§ What is needed: Please revise the data from the line containing "lab coat pocket" up to and including the line containing "[[543, 325]]", changing "evaluation set" to "validation set" and leaving everything else untouched.

§ Material:
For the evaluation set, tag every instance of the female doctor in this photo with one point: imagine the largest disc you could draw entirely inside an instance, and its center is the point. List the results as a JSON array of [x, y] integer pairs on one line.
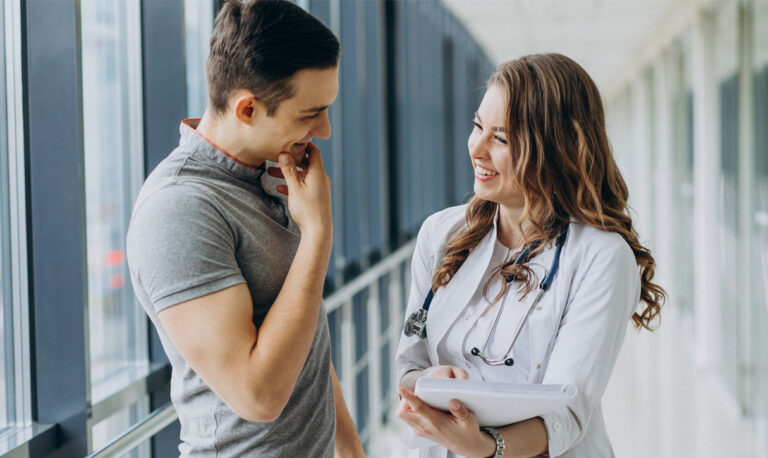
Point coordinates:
[[536, 278]]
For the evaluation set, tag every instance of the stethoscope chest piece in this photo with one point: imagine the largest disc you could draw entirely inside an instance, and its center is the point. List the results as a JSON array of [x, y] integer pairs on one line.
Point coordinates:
[[416, 325]]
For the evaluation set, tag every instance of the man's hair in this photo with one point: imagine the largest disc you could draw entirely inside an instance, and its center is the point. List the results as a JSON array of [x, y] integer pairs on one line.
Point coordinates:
[[259, 45]]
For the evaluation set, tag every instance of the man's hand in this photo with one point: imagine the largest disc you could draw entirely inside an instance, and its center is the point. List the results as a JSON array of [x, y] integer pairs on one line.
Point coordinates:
[[309, 192]]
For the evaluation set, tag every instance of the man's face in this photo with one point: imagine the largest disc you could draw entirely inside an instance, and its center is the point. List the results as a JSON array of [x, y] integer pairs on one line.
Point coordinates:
[[299, 119]]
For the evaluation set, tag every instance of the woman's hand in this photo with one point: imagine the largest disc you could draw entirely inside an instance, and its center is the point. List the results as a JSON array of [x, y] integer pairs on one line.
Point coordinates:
[[410, 378], [456, 430], [444, 372]]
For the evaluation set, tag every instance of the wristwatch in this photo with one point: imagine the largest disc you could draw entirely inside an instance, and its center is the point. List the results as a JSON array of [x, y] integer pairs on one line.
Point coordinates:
[[499, 441]]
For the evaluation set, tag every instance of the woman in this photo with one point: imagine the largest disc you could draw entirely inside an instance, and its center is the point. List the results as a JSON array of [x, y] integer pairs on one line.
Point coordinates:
[[546, 186]]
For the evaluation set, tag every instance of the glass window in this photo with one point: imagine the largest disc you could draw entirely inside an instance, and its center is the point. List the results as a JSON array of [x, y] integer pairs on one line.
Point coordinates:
[[14, 362], [682, 118], [6, 376], [112, 126], [759, 243], [727, 252], [116, 424], [198, 25]]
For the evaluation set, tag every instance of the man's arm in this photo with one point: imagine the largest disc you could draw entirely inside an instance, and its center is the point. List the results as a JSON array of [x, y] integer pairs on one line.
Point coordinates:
[[254, 371], [347, 441]]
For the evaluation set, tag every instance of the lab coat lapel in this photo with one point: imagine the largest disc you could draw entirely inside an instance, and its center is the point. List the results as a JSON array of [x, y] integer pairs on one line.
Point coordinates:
[[452, 299]]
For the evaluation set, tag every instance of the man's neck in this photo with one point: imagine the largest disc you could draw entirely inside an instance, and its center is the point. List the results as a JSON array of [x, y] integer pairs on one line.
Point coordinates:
[[223, 135]]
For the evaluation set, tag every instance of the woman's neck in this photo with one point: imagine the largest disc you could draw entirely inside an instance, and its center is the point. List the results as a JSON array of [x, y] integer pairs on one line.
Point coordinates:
[[507, 227]]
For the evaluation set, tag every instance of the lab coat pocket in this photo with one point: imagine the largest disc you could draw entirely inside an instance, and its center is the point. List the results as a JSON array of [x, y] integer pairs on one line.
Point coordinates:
[[543, 325]]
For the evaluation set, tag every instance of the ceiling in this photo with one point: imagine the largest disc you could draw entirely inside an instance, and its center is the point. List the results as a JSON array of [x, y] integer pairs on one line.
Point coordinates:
[[607, 37]]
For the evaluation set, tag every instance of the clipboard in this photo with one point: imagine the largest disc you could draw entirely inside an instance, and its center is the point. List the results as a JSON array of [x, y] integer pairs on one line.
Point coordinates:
[[495, 404]]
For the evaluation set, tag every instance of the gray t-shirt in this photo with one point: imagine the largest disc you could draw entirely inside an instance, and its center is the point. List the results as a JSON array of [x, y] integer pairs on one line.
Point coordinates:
[[202, 223]]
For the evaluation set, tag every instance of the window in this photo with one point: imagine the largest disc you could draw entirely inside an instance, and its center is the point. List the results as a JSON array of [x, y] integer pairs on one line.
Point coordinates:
[[759, 211], [6, 318], [113, 145], [198, 25], [682, 138], [14, 373]]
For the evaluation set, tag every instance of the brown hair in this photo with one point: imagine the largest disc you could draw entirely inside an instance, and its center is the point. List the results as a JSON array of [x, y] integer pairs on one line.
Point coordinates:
[[564, 168], [259, 45]]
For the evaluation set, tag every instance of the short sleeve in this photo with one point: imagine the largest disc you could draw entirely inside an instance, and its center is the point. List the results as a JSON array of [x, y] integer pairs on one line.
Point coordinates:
[[180, 247]]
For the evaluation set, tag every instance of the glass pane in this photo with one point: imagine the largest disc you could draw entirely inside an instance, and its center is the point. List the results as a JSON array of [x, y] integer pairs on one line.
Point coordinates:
[[683, 203], [334, 326], [198, 25], [113, 426], [760, 207], [728, 205], [360, 320], [384, 305], [6, 330], [112, 137], [362, 397]]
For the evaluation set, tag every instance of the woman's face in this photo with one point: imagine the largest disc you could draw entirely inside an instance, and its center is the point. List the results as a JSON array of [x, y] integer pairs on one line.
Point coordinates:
[[489, 151]]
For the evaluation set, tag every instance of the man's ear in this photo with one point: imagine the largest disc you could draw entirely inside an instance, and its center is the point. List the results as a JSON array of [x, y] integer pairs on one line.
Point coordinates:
[[247, 108]]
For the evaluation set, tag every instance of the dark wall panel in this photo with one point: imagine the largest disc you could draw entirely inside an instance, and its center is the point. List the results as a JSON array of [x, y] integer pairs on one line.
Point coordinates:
[[56, 219]]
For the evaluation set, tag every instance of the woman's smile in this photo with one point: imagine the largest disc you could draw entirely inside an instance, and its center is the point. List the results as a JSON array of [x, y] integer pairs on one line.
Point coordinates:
[[484, 174]]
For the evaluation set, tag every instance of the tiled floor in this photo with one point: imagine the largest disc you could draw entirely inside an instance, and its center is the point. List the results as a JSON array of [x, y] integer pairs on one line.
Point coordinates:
[[658, 404]]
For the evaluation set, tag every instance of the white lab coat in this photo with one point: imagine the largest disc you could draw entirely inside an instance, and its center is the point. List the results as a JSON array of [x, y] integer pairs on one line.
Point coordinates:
[[573, 337]]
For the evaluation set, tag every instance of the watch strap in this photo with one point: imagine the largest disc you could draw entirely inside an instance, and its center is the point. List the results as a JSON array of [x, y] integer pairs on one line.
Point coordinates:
[[497, 437]]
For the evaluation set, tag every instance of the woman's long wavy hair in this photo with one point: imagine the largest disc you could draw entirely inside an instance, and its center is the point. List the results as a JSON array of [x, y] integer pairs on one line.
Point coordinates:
[[564, 168]]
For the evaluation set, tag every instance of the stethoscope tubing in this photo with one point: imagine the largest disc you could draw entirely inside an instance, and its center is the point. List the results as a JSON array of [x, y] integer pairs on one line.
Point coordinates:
[[416, 323]]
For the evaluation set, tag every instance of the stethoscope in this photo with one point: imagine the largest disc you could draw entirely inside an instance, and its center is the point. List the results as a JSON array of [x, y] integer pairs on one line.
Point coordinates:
[[417, 322]]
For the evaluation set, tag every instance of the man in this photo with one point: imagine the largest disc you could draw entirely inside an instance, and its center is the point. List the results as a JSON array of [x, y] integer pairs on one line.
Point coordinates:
[[231, 282]]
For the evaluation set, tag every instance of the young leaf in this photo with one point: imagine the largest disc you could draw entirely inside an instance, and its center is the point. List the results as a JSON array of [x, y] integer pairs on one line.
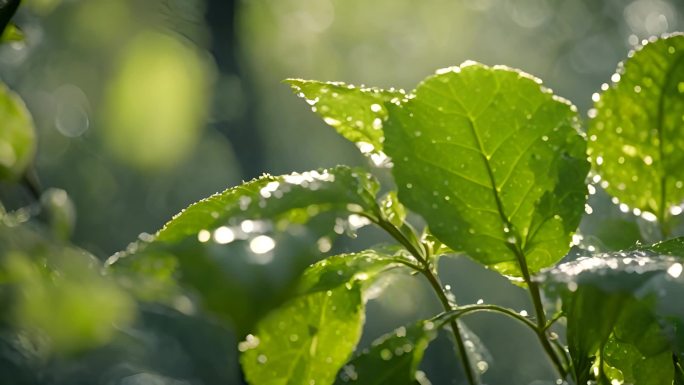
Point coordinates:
[[310, 337], [7, 11], [493, 162], [357, 113], [391, 359], [243, 250], [53, 294], [635, 131], [614, 326], [294, 198], [17, 136], [11, 34]]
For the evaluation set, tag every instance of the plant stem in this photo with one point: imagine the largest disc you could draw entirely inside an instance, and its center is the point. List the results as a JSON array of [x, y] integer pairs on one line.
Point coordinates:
[[460, 311], [463, 353], [533, 289], [421, 254]]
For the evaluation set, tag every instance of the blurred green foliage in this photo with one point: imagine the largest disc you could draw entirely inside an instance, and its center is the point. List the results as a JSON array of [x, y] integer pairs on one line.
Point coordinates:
[[128, 106]]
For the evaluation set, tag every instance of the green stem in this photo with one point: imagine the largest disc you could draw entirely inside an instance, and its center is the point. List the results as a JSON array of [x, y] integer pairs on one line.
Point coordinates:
[[463, 353], [421, 254], [460, 311], [539, 311]]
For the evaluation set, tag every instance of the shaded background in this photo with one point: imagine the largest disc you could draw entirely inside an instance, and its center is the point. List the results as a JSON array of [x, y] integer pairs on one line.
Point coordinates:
[[143, 107]]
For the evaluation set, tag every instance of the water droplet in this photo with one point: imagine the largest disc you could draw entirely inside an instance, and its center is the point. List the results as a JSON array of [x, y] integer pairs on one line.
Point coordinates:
[[261, 244], [599, 160], [365, 147], [675, 270], [648, 160], [648, 216], [203, 236], [331, 121]]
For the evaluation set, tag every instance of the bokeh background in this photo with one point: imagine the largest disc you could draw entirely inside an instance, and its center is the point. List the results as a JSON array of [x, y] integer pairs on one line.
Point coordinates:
[[143, 107]]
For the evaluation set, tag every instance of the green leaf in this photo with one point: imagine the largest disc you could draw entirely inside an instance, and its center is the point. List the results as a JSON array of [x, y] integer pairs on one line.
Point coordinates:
[[391, 359], [310, 337], [11, 34], [291, 198], [17, 136], [243, 250], [54, 295], [493, 162], [392, 210], [7, 11], [635, 131], [615, 323], [357, 113]]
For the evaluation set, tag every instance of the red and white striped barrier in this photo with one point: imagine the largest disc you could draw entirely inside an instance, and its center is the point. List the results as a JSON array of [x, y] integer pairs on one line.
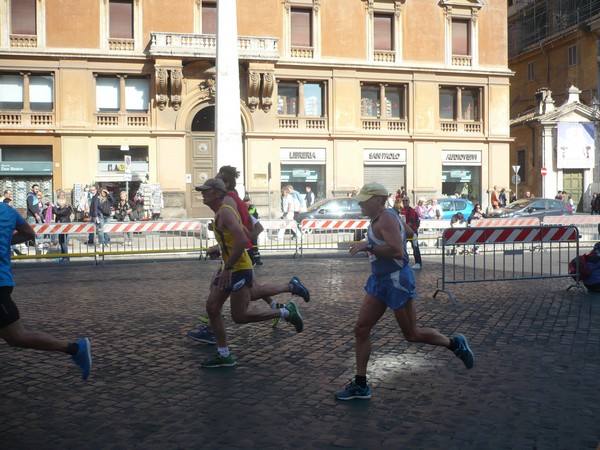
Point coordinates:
[[463, 236], [572, 220], [336, 224], [508, 222], [64, 228], [140, 227]]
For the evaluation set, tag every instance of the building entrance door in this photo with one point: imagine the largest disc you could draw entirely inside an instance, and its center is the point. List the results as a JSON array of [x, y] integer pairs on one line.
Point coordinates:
[[573, 186]]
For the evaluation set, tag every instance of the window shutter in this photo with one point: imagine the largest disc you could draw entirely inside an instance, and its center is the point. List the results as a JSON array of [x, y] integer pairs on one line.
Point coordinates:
[[460, 37], [301, 28], [209, 18], [121, 19], [22, 16], [383, 32]]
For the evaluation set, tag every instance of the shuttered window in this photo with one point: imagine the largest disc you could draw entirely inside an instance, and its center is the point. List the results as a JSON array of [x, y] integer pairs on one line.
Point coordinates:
[[209, 18], [121, 19], [460, 37], [383, 27], [301, 27], [22, 17]]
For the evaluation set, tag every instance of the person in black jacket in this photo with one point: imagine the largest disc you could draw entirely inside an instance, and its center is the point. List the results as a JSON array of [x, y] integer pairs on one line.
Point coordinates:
[[62, 214]]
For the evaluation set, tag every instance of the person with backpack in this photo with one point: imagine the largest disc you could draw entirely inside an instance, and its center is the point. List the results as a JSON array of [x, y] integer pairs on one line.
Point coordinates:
[[589, 269], [412, 220], [100, 212]]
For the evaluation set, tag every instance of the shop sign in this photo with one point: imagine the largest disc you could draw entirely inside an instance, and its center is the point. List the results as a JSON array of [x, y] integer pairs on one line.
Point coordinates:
[[25, 168], [302, 155], [376, 156], [461, 158]]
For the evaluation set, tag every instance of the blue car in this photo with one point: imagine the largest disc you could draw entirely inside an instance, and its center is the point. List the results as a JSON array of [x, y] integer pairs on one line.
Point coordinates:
[[452, 205]]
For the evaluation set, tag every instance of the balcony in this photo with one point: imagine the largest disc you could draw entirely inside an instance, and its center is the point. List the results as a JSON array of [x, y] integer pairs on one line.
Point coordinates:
[[205, 46], [461, 127], [122, 120], [395, 125], [20, 119], [303, 123]]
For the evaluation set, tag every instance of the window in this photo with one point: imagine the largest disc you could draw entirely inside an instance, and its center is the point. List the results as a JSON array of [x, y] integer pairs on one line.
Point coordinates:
[[301, 27], [572, 55], [383, 32], [209, 18], [461, 38], [109, 91], [40, 88], [531, 71], [521, 162], [467, 98], [22, 17], [301, 99], [121, 19], [373, 96]]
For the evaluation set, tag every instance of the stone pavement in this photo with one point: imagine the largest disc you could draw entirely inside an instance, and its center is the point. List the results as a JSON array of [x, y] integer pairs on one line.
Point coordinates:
[[535, 384]]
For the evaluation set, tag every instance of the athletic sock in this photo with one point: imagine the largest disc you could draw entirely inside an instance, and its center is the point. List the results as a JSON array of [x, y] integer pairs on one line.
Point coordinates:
[[361, 381], [72, 349]]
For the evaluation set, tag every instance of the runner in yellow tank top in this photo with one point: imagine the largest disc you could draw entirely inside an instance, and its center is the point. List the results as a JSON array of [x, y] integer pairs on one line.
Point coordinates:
[[234, 279]]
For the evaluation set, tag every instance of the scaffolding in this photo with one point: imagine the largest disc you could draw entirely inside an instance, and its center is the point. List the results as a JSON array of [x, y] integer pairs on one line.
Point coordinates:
[[533, 21]]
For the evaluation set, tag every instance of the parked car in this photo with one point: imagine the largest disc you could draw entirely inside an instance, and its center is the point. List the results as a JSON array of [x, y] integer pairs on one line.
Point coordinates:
[[333, 208], [453, 205], [533, 207]]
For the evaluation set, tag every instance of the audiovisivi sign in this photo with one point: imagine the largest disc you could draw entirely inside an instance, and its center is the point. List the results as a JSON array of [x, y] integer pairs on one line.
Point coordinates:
[[461, 158], [17, 168], [375, 156]]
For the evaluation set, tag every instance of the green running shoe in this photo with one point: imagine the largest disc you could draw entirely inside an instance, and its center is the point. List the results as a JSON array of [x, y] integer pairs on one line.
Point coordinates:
[[295, 318]]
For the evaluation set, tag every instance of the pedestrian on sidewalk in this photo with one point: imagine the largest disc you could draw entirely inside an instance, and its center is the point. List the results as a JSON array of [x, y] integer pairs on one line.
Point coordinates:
[[392, 285], [14, 230]]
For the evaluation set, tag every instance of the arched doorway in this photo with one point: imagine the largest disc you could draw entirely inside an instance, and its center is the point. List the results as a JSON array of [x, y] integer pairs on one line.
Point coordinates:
[[201, 157]]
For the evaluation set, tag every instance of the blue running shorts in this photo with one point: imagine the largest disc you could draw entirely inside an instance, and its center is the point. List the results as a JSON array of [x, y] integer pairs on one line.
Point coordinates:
[[239, 279], [393, 289]]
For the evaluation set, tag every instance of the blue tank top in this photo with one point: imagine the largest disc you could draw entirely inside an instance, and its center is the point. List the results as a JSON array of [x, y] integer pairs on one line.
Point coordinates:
[[381, 265]]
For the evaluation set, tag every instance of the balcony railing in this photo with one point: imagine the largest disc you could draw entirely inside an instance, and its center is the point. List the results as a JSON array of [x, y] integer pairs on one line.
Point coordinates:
[[462, 60], [23, 41], [205, 45], [122, 120], [461, 127], [396, 125], [19, 119], [384, 56], [303, 123]]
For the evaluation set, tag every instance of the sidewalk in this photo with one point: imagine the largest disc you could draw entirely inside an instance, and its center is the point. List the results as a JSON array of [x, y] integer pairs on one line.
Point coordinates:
[[535, 384]]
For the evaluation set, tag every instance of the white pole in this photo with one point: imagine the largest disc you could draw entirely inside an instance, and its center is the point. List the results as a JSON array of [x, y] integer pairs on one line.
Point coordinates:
[[228, 126]]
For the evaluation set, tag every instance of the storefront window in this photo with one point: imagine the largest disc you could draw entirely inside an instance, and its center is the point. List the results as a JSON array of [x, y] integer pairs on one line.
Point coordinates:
[[301, 176], [466, 180]]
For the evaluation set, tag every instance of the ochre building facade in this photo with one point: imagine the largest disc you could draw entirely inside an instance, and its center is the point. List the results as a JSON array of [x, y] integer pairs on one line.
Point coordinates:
[[334, 93]]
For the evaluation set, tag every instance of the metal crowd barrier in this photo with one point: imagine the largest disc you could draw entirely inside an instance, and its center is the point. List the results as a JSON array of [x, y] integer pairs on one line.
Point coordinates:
[[125, 238], [477, 254]]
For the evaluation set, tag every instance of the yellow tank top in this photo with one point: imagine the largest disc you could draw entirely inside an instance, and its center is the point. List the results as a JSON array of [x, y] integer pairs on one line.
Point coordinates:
[[226, 240]]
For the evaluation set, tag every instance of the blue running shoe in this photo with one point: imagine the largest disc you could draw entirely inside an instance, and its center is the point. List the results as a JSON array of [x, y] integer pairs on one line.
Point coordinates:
[[83, 357], [298, 288], [203, 335], [463, 351], [352, 391], [219, 361]]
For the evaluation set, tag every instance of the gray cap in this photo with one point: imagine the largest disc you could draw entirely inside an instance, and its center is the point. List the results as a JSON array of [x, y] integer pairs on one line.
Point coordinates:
[[212, 183]]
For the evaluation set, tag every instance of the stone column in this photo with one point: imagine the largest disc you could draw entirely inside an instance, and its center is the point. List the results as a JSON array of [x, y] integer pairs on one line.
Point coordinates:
[[228, 123]]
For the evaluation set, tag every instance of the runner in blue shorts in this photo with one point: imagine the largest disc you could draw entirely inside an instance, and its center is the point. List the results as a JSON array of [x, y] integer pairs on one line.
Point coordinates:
[[391, 284]]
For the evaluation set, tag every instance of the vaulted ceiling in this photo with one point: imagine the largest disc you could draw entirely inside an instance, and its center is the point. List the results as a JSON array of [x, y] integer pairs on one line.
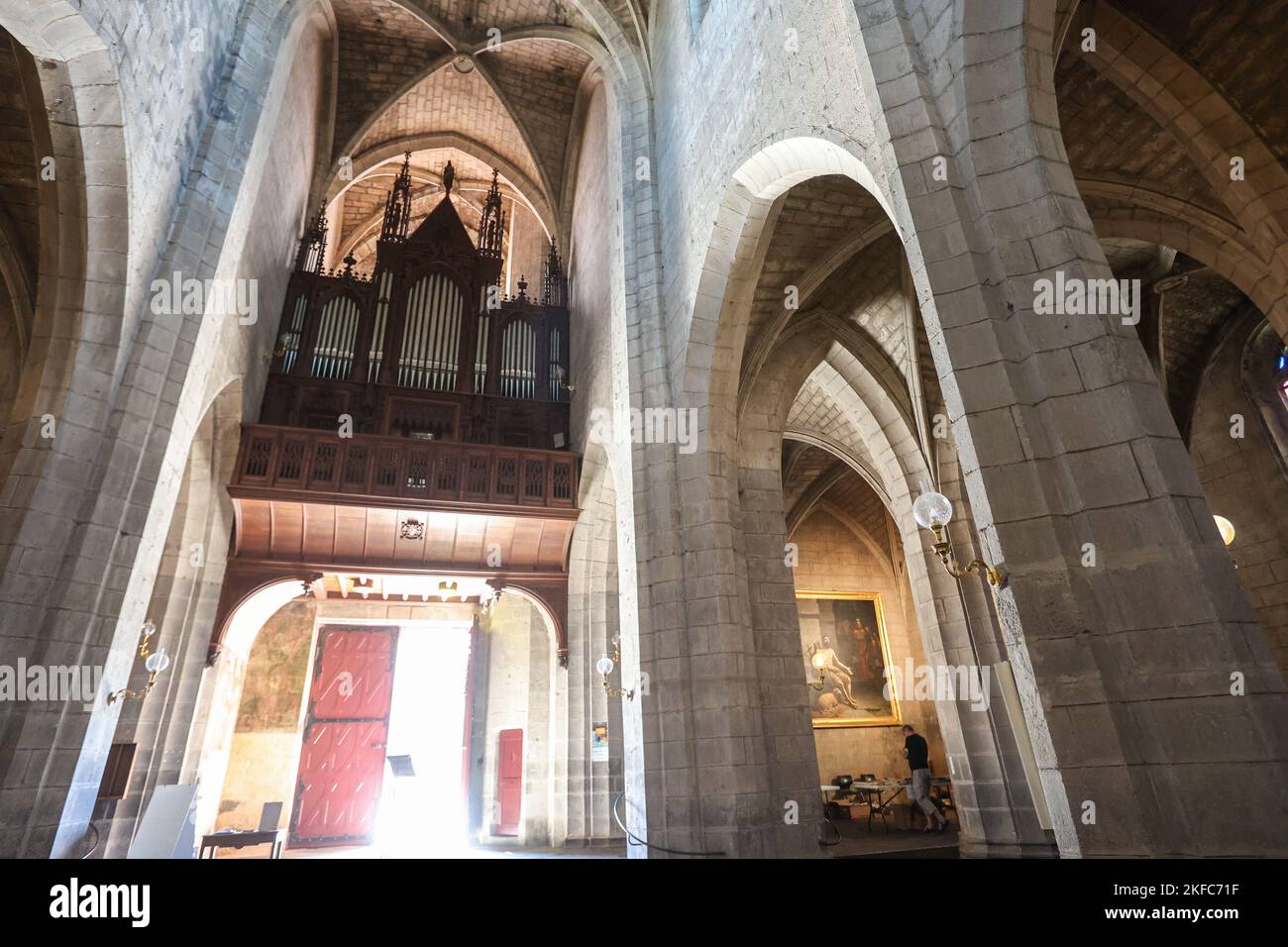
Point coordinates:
[[487, 84]]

§ Problem solution:
For the validation set, tag every instance of the lab coat pocket in this photo with one point: imagine the largest disc you could draw entirely inside an instance, and its center is the point. List the results as a JSON array of [x, y] integer pairs on one line.
Point coordinates:
[[543, 325]]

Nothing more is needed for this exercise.